=== Job ===
Below are the records; reproduce all of them exactly but without any images.

*** Data in this exercise

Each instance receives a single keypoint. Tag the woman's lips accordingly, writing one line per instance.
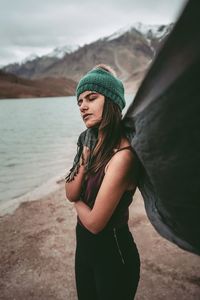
(86, 116)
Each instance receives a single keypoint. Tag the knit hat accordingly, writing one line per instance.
(103, 82)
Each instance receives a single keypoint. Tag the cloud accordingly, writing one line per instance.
(30, 26)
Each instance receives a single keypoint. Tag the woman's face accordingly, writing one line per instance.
(91, 107)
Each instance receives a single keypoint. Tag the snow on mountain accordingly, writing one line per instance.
(149, 31)
(60, 52)
(29, 58)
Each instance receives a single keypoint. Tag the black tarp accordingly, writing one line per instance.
(165, 121)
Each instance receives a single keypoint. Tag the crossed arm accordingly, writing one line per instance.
(115, 183)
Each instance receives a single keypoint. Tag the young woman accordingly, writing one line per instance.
(101, 184)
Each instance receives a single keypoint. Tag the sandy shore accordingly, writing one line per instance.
(37, 246)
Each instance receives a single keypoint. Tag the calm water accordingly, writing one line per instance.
(37, 142)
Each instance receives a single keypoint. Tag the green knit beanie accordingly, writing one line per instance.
(102, 82)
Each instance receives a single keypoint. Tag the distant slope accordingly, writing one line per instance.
(12, 86)
(129, 51)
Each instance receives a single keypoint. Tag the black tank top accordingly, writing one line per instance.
(91, 187)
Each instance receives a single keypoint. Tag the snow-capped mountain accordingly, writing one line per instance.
(149, 31)
(129, 51)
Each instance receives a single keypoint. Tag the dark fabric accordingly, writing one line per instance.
(107, 265)
(90, 191)
(164, 120)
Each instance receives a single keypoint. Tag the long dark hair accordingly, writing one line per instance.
(112, 131)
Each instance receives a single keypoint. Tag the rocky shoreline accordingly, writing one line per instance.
(38, 246)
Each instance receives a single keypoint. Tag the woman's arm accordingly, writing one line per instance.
(73, 188)
(115, 183)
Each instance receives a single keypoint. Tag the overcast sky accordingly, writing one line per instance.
(38, 26)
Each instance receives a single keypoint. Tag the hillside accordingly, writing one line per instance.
(12, 86)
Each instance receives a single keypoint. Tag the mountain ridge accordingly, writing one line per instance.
(129, 51)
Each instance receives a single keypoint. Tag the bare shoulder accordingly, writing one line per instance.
(123, 159)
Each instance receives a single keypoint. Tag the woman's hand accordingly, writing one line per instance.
(85, 156)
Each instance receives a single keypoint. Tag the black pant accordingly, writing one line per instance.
(107, 265)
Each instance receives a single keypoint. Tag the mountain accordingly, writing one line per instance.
(12, 86)
(129, 51)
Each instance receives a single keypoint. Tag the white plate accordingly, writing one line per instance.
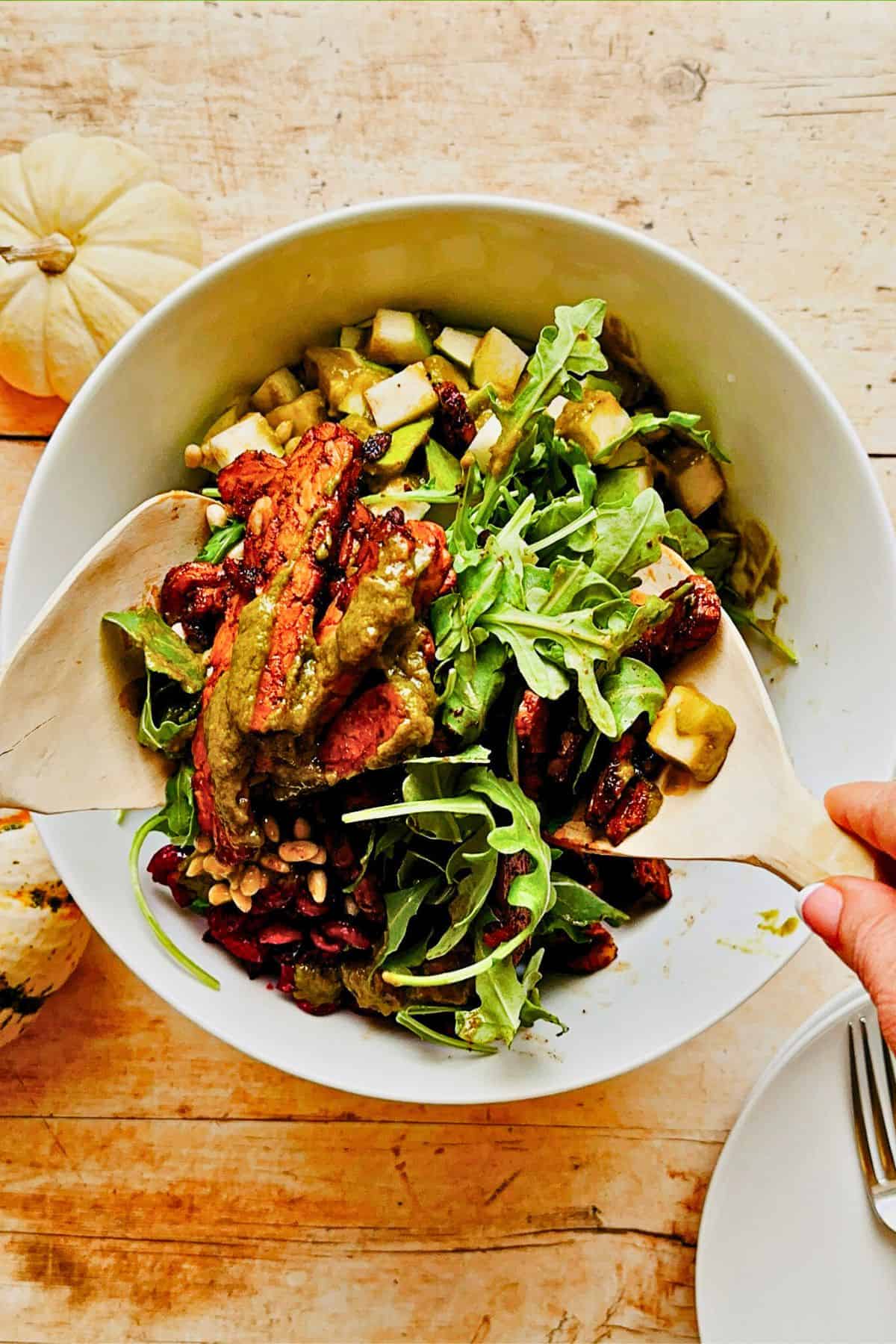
(798, 465)
(788, 1246)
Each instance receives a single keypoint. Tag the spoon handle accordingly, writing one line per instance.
(808, 847)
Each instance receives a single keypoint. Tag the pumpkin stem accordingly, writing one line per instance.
(53, 253)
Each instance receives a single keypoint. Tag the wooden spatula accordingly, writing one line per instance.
(67, 739)
(755, 811)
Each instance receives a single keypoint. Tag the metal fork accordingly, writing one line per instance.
(880, 1177)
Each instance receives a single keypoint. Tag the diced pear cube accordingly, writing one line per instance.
(398, 337)
(499, 362)
(250, 433)
(405, 396)
(695, 479)
(457, 346)
(279, 388)
(692, 732)
(594, 423)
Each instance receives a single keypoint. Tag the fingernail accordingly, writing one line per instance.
(820, 906)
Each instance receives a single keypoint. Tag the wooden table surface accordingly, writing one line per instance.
(153, 1183)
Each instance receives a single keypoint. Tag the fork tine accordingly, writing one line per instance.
(859, 1115)
(876, 1110)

******

=== Solution ===
Each instance receives a single keypoint. Tag the woman's lips accordingly, writing one line per instance.
(86, 116)
Each instance receives a single keypoint. Tag the knit hat accordingly, writing one line per instance.
(103, 82)
Each instance receives a single keypoint. Tag the cloud accordingly, writing one line per instance.
(30, 26)
Each instance receives a single keypoint. Tag the woman's face accordingly, writing one line per instance.
(91, 107)
Each instance receives a single keypoint. Tag the snow on mountain accordingly, writing one line per instance.
(149, 31)
(60, 52)
(29, 58)
Each instance receives a single keypoint. Tag the black tarp accordingly, writing one line per instance.
(165, 121)
Each instance receives a single keypoint. Tag the crossed arm accordingly, writing one line per instance.
(115, 183)
Each instance receives a single keypoint. Tag the young woman accordingly, writing one line per instance.
(101, 184)
Each instance receives a single keypoint. Tag the sandy shore accordingly, writing one line per instance.
(37, 246)
Each instance receives a single keypoint. Tag the calm water accordingly, writing one line per instance.
(37, 142)
Each instance receives a single keypoint. Tag the green knit beanie accordingly, writing one line per instance.
(102, 82)
Each instance receives a single keypoint. Tag the distant slope accordingly, writing one line per instance.
(12, 86)
(129, 51)
Each instance receives a single keypoint. Tag the black tank top accordingly, writing one line per instance.
(91, 187)
Each instance receives a single keypoint. Tag the snow-capped mountain accordingly, writing one line per instance.
(149, 31)
(129, 51)
Each instance receives a single keypoint. Tag the dark fabric accordingly, writing one line per instance.
(107, 265)
(90, 191)
(164, 120)
Each instance receives a single keypoint. Tag the long dark hair accordingly, writing one line per instance.
(112, 131)
Each instance receives a single keypoint. Tag the rocky shoreline accordingly, writing one line per instance.
(38, 246)
Each instance receives a single keypoint. Tag the woman's arm accordingly, writing one line per instance.
(73, 188)
(115, 183)
Each instance receives a single keypoint. Tag the overcast sky accordingly, writing one line per instance.
(38, 26)
Each instance receives a single keypoint. Tag the hillside accordingly, writing one line per instance.
(12, 86)
Each instance receives a single keypoint. Tag the mountain ridge accordingly, writing one line per instance.
(129, 51)
Each instance receives a single keypoint. Tag the bare shoulder accordingly, writing one line per instance.
(123, 159)
Each instance receives a single keypoint. Tag the woman's hand accordingly, writing one line per instance.
(85, 156)
Each instance receives a single keypoint. Tag the black pant accordingly, writing one line per instance.
(107, 265)
Each instance receives a single keypoint. Tag the mountain accordingly, writing one line per instance.
(12, 86)
(129, 51)
Each instance receives a single keypoint. Tag the white plate accordingly, writing one line per instance.
(798, 465)
(788, 1246)
Each instance receives a single keypoint. Tag the spoon handle accordingly, writing one line per instance.
(808, 847)
Each instance receives a single keypoint. Tag the pumpkin stem accordingly, writing one line per instance.
(53, 253)
Each instance receives a single keypoint. Tag the wooden spatula accordingly, writing one line per instance.
(67, 739)
(755, 811)
Each instance receives a single keypoint. Tag the metal fork accordingly, writing one line per instance.
(880, 1177)
Each instance receives a single keypoint. Tag the diced pear cube accordingly, writing one line per instance.
(398, 337)
(499, 362)
(250, 433)
(405, 396)
(695, 479)
(457, 346)
(279, 388)
(692, 732)
(594, 423)
Each instance receives a single keypoint. Tag the fingernail accordingly, writing one line per instance.
(820, 906)
Each instance receives a single keypoint. Tag the wooden table surface accordingly, writing one line per instance.
(153, 1183)
Each instance receives a single keypoint. Tag the fork tine accordingly, writing one line per instance.
(859, 1115)
(876, 1110)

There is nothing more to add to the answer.